• _Exercise objective_
A word-for-word transcription of the listing is all that is needed.

──────── Provided records

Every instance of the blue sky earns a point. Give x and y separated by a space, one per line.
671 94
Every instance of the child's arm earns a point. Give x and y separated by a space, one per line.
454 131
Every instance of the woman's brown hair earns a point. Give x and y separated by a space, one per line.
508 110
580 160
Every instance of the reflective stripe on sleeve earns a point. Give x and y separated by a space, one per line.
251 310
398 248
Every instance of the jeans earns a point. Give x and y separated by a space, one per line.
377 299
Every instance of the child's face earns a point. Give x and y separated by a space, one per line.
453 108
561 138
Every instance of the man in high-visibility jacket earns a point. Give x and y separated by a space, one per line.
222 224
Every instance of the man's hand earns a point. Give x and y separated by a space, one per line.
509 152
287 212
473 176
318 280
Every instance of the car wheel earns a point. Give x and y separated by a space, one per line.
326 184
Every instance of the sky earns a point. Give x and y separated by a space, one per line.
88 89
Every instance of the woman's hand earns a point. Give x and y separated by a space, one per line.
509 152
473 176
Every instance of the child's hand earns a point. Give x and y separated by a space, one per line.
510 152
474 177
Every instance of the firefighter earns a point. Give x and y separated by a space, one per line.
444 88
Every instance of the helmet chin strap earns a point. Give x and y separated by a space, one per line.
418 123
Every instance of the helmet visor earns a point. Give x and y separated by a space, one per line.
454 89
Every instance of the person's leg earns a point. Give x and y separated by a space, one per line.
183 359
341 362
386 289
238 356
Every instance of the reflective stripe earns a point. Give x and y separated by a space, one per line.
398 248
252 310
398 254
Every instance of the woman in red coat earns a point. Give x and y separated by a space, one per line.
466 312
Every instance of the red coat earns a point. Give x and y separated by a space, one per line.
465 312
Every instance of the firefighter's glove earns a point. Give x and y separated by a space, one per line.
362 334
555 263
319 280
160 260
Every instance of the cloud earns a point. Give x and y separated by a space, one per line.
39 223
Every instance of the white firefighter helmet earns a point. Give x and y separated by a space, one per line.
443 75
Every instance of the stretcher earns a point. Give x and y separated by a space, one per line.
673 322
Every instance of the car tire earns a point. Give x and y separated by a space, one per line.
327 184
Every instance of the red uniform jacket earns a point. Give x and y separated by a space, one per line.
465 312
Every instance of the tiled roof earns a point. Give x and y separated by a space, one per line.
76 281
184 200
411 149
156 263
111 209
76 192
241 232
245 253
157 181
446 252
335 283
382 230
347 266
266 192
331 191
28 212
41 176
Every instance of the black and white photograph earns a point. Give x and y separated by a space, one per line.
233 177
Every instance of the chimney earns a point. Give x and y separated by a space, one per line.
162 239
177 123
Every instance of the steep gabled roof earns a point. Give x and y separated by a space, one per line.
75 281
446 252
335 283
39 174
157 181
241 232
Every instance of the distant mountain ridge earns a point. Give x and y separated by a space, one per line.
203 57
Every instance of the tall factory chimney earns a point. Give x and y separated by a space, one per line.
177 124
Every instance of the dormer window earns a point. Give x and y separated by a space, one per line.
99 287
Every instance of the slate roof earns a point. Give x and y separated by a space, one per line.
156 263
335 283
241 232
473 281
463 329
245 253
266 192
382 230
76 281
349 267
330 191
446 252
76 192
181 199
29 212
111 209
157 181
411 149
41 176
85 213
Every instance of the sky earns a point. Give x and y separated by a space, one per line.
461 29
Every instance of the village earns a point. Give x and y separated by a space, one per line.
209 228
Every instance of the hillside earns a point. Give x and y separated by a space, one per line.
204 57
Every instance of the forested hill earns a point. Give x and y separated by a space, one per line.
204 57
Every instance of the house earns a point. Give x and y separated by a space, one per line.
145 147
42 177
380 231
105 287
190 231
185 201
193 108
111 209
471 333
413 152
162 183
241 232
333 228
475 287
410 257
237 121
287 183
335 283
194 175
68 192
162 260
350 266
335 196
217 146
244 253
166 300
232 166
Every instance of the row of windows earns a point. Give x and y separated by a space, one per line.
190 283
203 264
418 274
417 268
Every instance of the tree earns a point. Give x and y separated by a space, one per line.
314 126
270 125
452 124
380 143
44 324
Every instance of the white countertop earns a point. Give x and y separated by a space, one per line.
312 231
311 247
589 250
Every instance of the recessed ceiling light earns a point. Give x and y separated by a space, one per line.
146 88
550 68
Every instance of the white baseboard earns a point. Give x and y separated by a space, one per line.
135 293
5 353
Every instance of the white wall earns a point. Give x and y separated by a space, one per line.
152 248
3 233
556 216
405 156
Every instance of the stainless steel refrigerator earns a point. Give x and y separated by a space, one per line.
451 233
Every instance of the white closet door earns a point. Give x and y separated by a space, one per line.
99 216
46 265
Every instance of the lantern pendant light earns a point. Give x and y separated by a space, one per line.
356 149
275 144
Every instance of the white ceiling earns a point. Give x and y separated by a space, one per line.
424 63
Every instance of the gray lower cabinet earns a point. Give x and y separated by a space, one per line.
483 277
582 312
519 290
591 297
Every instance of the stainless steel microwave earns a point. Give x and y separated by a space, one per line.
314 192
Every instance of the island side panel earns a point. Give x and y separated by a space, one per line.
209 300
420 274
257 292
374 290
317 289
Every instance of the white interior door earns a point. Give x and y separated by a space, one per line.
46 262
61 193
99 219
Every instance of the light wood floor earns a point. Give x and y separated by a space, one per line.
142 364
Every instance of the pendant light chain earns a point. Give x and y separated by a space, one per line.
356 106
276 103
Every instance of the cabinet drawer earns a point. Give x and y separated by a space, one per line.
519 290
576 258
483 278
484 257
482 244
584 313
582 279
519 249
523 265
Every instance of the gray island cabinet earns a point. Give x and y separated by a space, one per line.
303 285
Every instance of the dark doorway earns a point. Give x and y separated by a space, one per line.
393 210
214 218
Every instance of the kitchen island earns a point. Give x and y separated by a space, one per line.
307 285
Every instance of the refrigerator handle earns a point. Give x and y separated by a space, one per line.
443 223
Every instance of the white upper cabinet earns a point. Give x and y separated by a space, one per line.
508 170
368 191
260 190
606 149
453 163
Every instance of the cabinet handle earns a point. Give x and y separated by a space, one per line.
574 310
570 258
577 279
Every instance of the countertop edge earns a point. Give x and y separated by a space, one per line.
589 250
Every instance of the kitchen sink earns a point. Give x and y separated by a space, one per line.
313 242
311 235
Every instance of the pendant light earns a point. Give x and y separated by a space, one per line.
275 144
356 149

────────────────

• _Response to this task_
Every instance of the blue sky earns a point. Give x and y separated by a space, one per line.
671 94
Every instance of the child's arm earns a point. Give x and y separated by a space, one per line.
454 131
Every instance of the woman's brown hair earns a point. Give x and y separated by a space, one per line.
508 110
580 160
Every instance of the reflective stripe on sleeve earns a point. Give x and y separated by a space, one per line.
251 310
398 248
Every instance of the jeans earns a point. Give x and y separated by a space, one per line.
377 299
Every instance of the child's face earns a point. Give x and y separated by a space, one per line.
453 108
561 138
Every instance of the man in high-visibility jacket earns a point. Give x and y separated by a space, one per line.
222 224
Every instance of the man's hand earns a point. Give x and y separated by a space, one per line.
509 152
287 212
473 176
318 280
Every instance of the car wheel earns a point. Give x and y separated by a space, one per line.
326 184
Every instance of the sky earns a point. Give x and y separated by a space, one per line.
88 89
Every instance of the woman's hand earns a point. Give x and y separated by a space, one per line.
509 152
473 176
Every instance of the child's hand earns a point. Give x and y separated by a space, one per line.
510 152
474 177
Every instance of the firefighter earns a point. Give x and y separated by a space, one per line.
444 88
Every instance of the helmet chin strap earns a point. Give x and y separated by a space, one per line.
418 123
Every instance of the helmet visor earns a point. Give x and y separated by a space, one per line.
454 89
Every instance of the person's leg earns a point. Give x and y separated by a space, one per line.
183 359
341 362
386 289
238 356
Every instance of the reflective stripe earns a point. Give x and y separated by a space, one per line.
398 248
252 310
398 254
Every instance of the woman in red coat earns a point. Give x and y separated by a space, one per line.
466 312
Every instance of the red coat earns a point. Give x and y separated by a space, one per line.
465 312
Every instance of the firefighter's glove earns a point. Give x and y separated by a space, one per line.
362 334
555 263
319 280
160 260
Every instance of the cloud earns a point. Give x and y separated by a space, one per line.
39 223
Every instance of the white firefighter helmet earns a point. Give x and y separated by a space, one per line.
443 75
Every instance of the stretcher earns a point. Give x and y separated by a space, one per line.
673 322
Every instance of the car tire earns a point. Give x and y separated by a space, one per line.
327 184
Every instance of the red uniform jacket earns a point. Give x and y separated by a space, one per line.
465 312
Every instance of the tiled roof earns a point. Give x and y separated by a space, one per line.
76 281
184 200
411 149
156 263
111 209
76 192
241 232
245 253
157 181
446 252
335 283
382 230
347 266
266 192
331 191
28 212
41 176
Every instance of the black and white photograph earns a point. Give x and y separated by a space, one per line.
233 177
Every instance of the chimney earns a point. Give x and y separated by a space, one per line.
162 239
177 123
Every instance of the steep gabled roof earns a point. Give x and y separated by a space, one per line.
75 281
446 252
335 283
39 174
157 181
241 232
Every instance of the distant mountain ridge earns a point. Give x and y separated by a space, one per line.
203 57
Every instance of the tall factory chimney earns a point. Give x and y separated by a space, one per line.
177 124
Every instance of the dormer window earns a point. Give x and y separated by a space, one per line.
99 287
Every instance of the slate roof earns a point. Give x and y separated by a space, one per line.
156 263
335 283
241 232
473 281
463 329
245 253
266 192
382 230
76 281
349 267
330 191
446 252
76 192
181 199
29 212
111 209
157 181
411 149
41 176
85 213
Every instance of the sky earns a point. Give x and y separated by a space, one per line.
461 29
Every instance of the village earns a point. Give x and y separated by a space, one per line.
209 228
Every instance of the hillside earns a point. Give x and y separated by a space, one per line.
204 57
Every instance of the forested hill earns a point. Give x and y separated by a space, one per line.
204 57
Every instance of the house earns a point. Give x and y separated by a space, one per line.
145 147
42 177
380 231
105 287
190 231
185 201
193 108
111 209
471 333
413 152
162 183
241 232
333 228
475 287
410 257
237 121
287 183
335 283
194 175
68 192
162 260
350 266
335 196
217 146
244 253
166 300
232 166
Every instance of the row of windows earns a point. Give x and y separated by a space, one per line.
190 283
203 264
418 274
417 268
Every instance of the tree earns a point. Give x and y separated by a space, one per line.
314 126
270 125
452 124
380 143
44 324
Every instance of the white countertop earns a point. Give x and y separated by a space, one per line.
312 231
311 247
589 250
Every instance of the recessed ceiling light earns a point. Give x and y separated by a space, one per line.
146 88
550 68
Every instance of the white baseboard earns a point. Give x and y separated by a space, one per line.
135 293
5 353
Every instance of the white wall earns a point. Give x and y separated by a space, one per line.
152 248
3 233
556 216
405 156
Every instance of the stainless steel refrigerator earns a point. Give x and y separated by a space, one per line.
451 233
Every instance of the white closet door earns a point. Give x and y separated by a space, one per line.
99 216
46 265
Every instance of the lantern pendant light earns a point. Give x and y separated by a space, one per line.
356 149
275 144
Every instance of the white ceiling earns a point. Give x and y separated by a space, one per line.
424 63
Every instance of the gray lower cabinet earns a point. Give x and y separated by a space, one per line.
483 277
582 312
519 290
591 297
Every instance of the stainless steel microwave earns a point. Give x and y separated by a space, one per line.
314 192
Every instance of the island side panel earns a point. Give x and y separated by a space, one per line.
209 300
420 274
257 292
374 290
317 289
Every instance of the white interior door earns a point. Give x and y separated by a space, one per line.
46 262
61 193
99 219
Every instance of the light wood floor earns a point. Give x and y separated by a space, one per line.
142 364
Every instance of the pendant light chain earns a point. Give x and y separated by a space, one per line.
356 106
276 103
Every instance of the cabinet drawer earns a point. Give x and y separated by a space, one per line.
519 290
576 258
483 278
484 257
482 244
584 313
582 279
519 249
523 265
Every instance of the gray island cabinet earns a point. Give x and y separated by a space, one per line.
303 285
Every instance of the dark doorway earns a point. Give x and y separated by a space, one per line.
393 210
214 218
Every instance of the kitchen island earns a point. Give x and y separated by a space, one per line.
307 285
Every instance of the refrigerator handle earns a point. Give x and y separated by a space, one per line.
443 223
Every instance of the white upper cabinet earns a point. Give x and y separated by a space, one per line.
508 170
368 191
260 190
606 149
453 163
Every instance of the cabinet handle earns a point. Give x and y separated by a space, one per line.
574 310
570 258
577 279
Every instance of the countertop edge earns a point. Give x and y separated by a space, one per line.
589 250
Every instance of the kitchen sink earns a point. Give x and y separated by a space, one per line.
313 242
311 235
Every instance of the pendant light earns a point. Give x and y separated by a space, one per line.
275 144
356 149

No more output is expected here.